▸ Task goal: Turn every line of the records below into a Markdown table with two columns, Row and Record line, numbering the rows and skipping any blank lines.

▸ Stored records:
▶

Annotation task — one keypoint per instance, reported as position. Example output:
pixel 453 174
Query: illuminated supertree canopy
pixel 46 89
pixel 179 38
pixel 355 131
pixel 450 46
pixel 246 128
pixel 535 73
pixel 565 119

◀

▸ Output of the exercise:
| Row | Record line |
|---|---|
| 1 | Annotation task — one keypoint per instance, reported as position. Example output: |
| 2 | pixel 453 174 |
| 3 | Query: illuminated supertree canopy |
| 4 | pixel 46 89 |
| 5 | pixel 179 38 |
| 6 | pixel 355 131 |
| 7 | pixel 450 46 |
| 8 | pixel 246 128 |
| 9 | pixel 535 73 |
| 10 | pixel 565 119 |